++++ Source ++++
Although farmers were not officially told what the farm gate price of the seeds would be, 7 pesos per kilogram (US$0.50) was the figure that had apparently been suggested by program technicians in Chiapas, and 4 pesos (about US$0.35) in Michoacan (source: field interviews with farmers). Our farm budget survey (Appendix 1) shows that, based on current fossil diesel prices, 1.6–2.3 pesos per kilogram would likely be the maximum that could be paid, and that at this rate there would be very little profit for the farmers. It was evident, however, that the farmers had joined the program not on the basis of the likely profit they would make on selling the seeds, but simply because the subsidies provided were such that they would more or less break even compared with maize production in the two initial years. Farmers appear to have regarded jatropha as a reasonable experiment and will wait to see what the price really is before deciding whether to continue with jatropha or to pull it up and grow grains again, indicating that entrapment is not an issue here. As one farmer noted, “We are contracted to sell the seeds to company X. If they don't come and buy them or the price is too low, we will pull the plants up and grow maize. At least we can eat that, even if we can't sell it.”
It also appeared that farmers did not always fully understand the terms of the agreement, or were not able to meet conditions such as planting density and plant health, and this resulted in conflict and resentment when, on these grounds, the second subsidy installment had not been paid. Payments were, in any case, delayed in many cases, causing frustration and fomenting lack of trust in the system. (In Michoacan, one bioenergy company acting as intermediary had pulled out, another apparently had cash flow problems. In Chiapas, where CONAFOR was managing the subsidies via extension workers, the reasons are not so clear.)
Common complaints about contractual matters concern the fact that not all farmers who wished to participate were permitted to do so; this could have socially divisive implications and is discussed below.
++++
▶ **Directive**: Can you retype the part of the passage on jatropha farmers starting with "It also appeared" and going on through "is discussed below."?
++++ Given data ++++
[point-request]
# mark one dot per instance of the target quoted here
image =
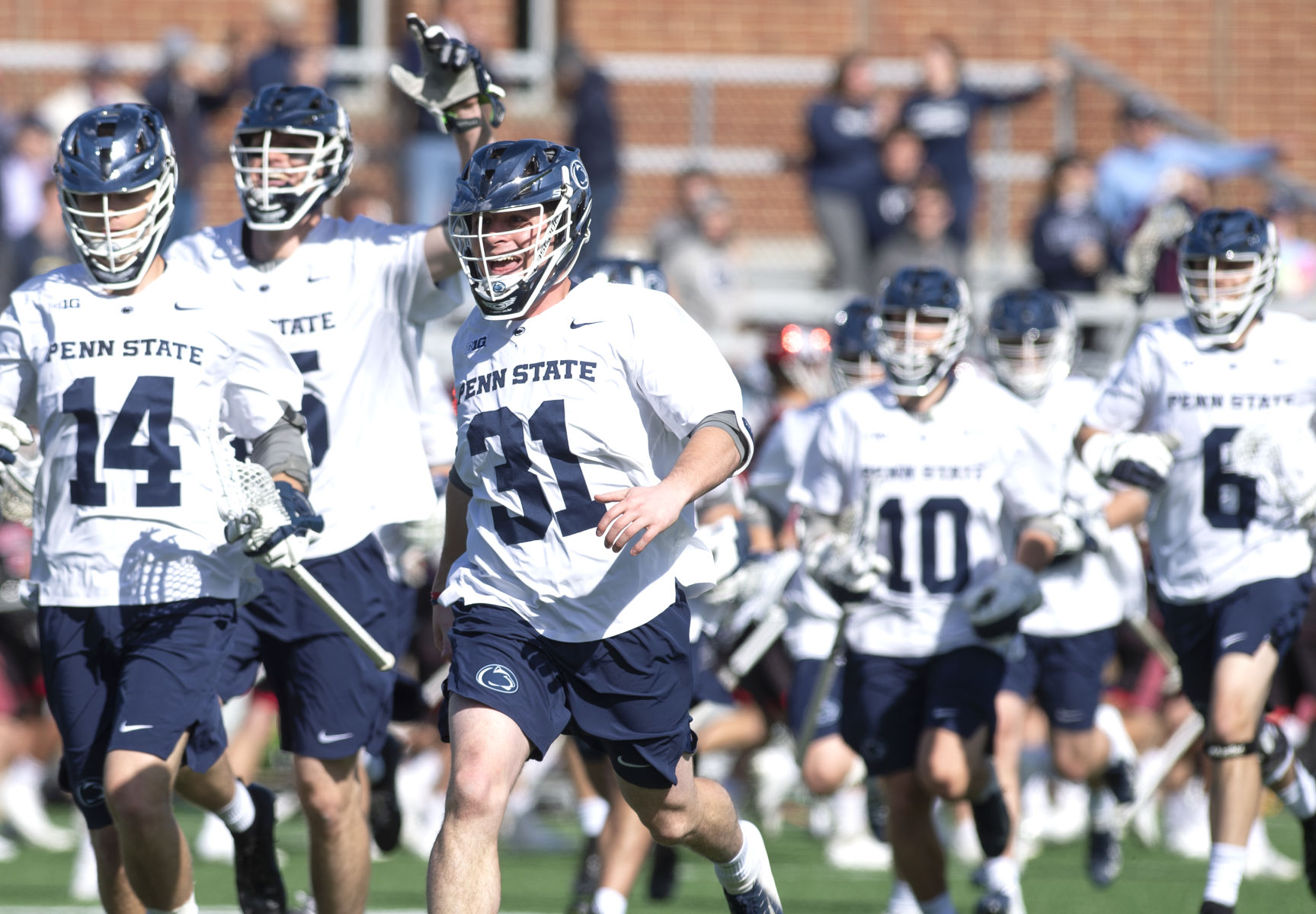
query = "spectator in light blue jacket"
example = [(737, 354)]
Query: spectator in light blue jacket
[(1129, 177)]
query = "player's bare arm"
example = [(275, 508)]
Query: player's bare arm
[(711, 457)]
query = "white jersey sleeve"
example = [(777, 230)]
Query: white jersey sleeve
[(128, 394), (597, 394)]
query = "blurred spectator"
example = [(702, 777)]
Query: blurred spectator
[(1129, 175), (1070, 242), (844, 128), (925, 240), (187, 95), (277, 61), (695, 187), (702, 273), (1296, 254), (594, 132), (431, 161), (99, 86), (46, 246), (943, 112), (23, 171), (892, 197)]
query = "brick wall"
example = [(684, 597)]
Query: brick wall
[(1245, 67)]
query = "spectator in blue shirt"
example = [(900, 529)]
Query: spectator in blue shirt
[(844, 128), (1129, 177), (1070, 242), (943, 112)]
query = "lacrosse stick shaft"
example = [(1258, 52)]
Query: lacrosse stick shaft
[(821, 689), (341, 617)]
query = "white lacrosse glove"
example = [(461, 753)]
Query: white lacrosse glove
[(278, 534), (1281, 455), (1141, 459), (847, 571), (997, 606), (453, 72), (14, 434)]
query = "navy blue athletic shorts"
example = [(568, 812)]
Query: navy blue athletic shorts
[(628, 695), (889, 702), (1064, 673), (133, 678), (1240, 622), (332, 698)]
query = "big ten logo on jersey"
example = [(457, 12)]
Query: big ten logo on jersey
[(304, 324), (528, 372), (128, 349)]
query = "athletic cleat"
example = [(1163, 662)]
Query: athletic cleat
[(255, 861), (993, 823), (386, 817), (1310, 851), (1120, 778), (662, 876), (1104, 858), (588, 877)]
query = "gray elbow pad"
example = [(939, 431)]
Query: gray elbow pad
[(282, 449)]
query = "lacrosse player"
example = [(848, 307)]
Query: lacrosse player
[(1234, 575), (907, 484), (1068, 642), (588, 420), (124, 363), (344, 298)]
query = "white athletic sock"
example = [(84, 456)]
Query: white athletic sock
[(740, 874), (939, 905), (1109, 722), (1102, 809), (1224, 874), (240, 812), (1002, 872), (186, 908), (1299, 797), (593, 812), (610, 901)]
++++
▶ **Solution below**:
It also appeared that farmers did not always fully understand the terms of the agreement, or were not able to meet conditions such as planting density and plant health, and this resulted in conflict and resentment when, on these grounds, the second subsidy installment had not been paid. Payments were, in any case, delayed in many cases, causing frustration and fomenting lack of trust in the system. (In Michoacan, one bioenergy company acting as intermediary had pulled out, another apparently had cash flow problems. In Chiapas, where CONAFOR was managing the subsidies via extension workers, the reasons are not so clear.)
Common complaints about contractual matters concern the fact that not all farmers who wished to participate were permitted to do so; this could have socially divisive implications and is discussed below.